Skip to content

Postgres

The rivet-postgres plugin provides both a compute engine and a catalog for PostgreSQL. It supports async connection pooling, server-side cursors for streaming large result sets, and all seven write strategies.

pip install 'rivetsql[postgres]'

Engine Configuration

The PostgreSQL engine automatically inherits connection parameters from PostgreSQL catalogs it references. You can configure connection in three ways:

default:
  catalogs:
    - name: warehouse
      type: postgres
      options:
        host: localhost
        port: 5432
        database: analytics
        user: rivet_user
        password: ${PGPASSWORD}
        schema: public

  engines:
    - name: pg
      type: postgres
      catalogs: [warehouse]
      options:
        # Connection params inherited from 'warehouse' catalog
        statement_timeout: 60000
        pool_min_size: 2
        pool_max_size: 10
default:
  catalogs:
    - name: warehouse
      type: postgres
      options:
        host: localhost
        port: 5432
        database: analytics
        user: rivet_user
        password: ${PGPASSWORD}

  engines:
    - name: pg
      type: postgres
      catalogs: [warehouse]
      options:
        # Override specific params from catalog
        database: analytics_prod
        user: engine_user
        password: ${ENGINE_PASSWORD}
        pool_min_size: 2
default:
  engines:
    - name: pg
      type: postgres
      options:
        host: localhost
        port: 5432
        database: analytics
        user: rivet_user
        password: ${PGPASSWORD}
        statement_timeout: 60000
        pool_min_size: 2
        pool_max_size: 10
      catalogs: [warehouse]

When an engine references a catalog of the same type (e.g., postgres engine + postgres catalog), connection parameters (host, port, database, user, password) are automatically inherited from the catalog. Engine options always take precedence, allowing selective overrides.

------------------------------------------------------------

Problem set >>
1. Retype the Postgres plugin page from "When an engine" up to and including "allowing selective overrides.".
2. Answer these questions from the Postgres plugin page:
(a) What command installs the plugin?
(b) How many write strategies does the plugin support?
(c) Which connection parameters does an engine inherit from a catalog of the same type?

Extracted information >>
------------------------------------------------------------

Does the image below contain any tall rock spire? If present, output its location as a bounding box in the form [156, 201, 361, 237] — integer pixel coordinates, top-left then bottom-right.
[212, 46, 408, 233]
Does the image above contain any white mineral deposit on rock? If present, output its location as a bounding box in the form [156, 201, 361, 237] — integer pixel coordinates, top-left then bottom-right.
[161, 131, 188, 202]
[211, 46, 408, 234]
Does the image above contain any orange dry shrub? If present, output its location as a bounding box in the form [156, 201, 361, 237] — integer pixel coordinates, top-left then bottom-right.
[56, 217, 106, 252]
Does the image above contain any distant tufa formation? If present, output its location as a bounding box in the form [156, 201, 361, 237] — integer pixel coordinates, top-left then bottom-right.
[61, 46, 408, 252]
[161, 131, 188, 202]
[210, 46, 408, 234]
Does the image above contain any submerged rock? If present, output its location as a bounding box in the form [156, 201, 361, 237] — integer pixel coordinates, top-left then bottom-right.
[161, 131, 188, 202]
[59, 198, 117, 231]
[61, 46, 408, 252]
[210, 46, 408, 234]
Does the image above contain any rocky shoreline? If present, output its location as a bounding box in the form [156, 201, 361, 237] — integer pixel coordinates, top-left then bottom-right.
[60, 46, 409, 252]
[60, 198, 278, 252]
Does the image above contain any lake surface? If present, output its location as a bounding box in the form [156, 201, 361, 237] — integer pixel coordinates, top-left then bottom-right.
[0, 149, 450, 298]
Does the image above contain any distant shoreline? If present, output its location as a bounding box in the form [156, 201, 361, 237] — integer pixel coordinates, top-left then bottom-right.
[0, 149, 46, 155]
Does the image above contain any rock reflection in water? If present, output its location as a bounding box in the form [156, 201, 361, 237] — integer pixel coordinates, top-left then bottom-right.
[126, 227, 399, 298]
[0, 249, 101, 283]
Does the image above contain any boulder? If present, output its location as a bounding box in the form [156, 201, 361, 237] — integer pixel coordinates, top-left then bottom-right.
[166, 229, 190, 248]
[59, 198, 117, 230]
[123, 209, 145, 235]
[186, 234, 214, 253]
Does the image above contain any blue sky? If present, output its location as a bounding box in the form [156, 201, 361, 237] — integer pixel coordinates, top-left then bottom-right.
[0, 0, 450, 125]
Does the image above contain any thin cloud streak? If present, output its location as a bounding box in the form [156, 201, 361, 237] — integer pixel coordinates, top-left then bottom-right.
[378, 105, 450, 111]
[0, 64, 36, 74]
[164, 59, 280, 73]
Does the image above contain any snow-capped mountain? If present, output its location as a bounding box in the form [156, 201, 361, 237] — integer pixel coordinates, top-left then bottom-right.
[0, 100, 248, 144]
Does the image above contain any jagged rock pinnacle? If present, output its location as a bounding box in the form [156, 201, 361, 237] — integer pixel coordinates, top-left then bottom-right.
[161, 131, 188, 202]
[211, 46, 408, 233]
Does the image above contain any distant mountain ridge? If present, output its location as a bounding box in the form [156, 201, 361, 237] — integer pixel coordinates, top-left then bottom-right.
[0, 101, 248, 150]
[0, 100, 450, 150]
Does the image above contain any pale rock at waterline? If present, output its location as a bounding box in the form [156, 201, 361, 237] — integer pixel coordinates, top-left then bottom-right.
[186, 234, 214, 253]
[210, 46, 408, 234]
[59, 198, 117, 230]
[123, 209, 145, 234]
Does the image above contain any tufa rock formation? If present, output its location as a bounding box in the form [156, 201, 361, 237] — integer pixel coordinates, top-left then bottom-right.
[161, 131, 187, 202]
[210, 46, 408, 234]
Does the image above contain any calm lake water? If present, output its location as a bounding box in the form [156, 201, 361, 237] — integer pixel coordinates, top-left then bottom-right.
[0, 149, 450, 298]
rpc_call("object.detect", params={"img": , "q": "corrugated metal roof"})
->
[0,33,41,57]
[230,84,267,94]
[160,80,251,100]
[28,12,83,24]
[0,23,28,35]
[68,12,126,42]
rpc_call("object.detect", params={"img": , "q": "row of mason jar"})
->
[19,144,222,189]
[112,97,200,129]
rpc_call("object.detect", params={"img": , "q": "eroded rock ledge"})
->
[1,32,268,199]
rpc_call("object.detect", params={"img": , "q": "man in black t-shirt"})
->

------------------------------------------------------------

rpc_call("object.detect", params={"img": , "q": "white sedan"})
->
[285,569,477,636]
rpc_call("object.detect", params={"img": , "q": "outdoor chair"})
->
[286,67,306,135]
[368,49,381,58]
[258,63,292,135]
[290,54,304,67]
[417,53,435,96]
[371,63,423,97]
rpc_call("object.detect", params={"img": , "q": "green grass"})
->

------------------------------------------------------------

Answer list >>
1.
When an engine references a catalog of the same type (e.g., postgres engine + postgres catalog), connection parameters (host, port, database, user, password) are automatically inherited from the catalog. Engine options always take precedence, allowing selective overrides.

2.
(a) pip install 'rivetsql[postgres]'
(b) All seven.
(c) Host, port, database, user, and password.